• **Exercise instructions**:
Output each line of the records below, starting at the line that contains "Greenhouse-scouting request: tag the ear" and continuing through the last line of the records, as a JSON list of strings with one string per line and no blank lines.

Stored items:
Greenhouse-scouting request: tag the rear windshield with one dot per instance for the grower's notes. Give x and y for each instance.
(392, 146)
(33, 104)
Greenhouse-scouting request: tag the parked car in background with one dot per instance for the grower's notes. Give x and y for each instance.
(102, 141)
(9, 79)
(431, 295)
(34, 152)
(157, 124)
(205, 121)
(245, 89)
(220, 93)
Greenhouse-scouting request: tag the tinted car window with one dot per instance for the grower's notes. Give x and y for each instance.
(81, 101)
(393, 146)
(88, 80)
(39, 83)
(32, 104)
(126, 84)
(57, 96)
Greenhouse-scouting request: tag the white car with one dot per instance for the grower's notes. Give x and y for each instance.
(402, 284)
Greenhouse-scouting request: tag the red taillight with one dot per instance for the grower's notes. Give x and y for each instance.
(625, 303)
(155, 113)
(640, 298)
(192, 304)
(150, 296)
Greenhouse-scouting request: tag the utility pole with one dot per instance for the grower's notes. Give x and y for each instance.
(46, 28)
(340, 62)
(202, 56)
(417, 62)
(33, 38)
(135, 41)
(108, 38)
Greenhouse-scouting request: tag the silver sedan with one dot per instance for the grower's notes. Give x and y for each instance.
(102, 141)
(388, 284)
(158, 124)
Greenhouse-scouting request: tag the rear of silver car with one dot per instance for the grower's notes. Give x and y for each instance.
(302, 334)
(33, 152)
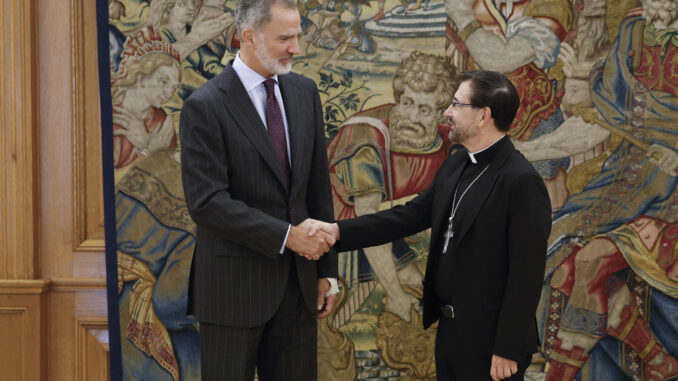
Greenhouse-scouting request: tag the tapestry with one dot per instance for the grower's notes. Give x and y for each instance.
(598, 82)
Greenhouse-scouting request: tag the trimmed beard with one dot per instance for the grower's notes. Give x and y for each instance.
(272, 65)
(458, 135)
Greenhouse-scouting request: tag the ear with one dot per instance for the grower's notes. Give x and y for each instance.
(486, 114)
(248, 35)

• **Worked solution**:
[
  "Greenhouse-scouting request: tag the ear with one dot per instance for the grower's notes. Give x and y for each instance.",
  "(486, 114)",
  "(248, 35)"
]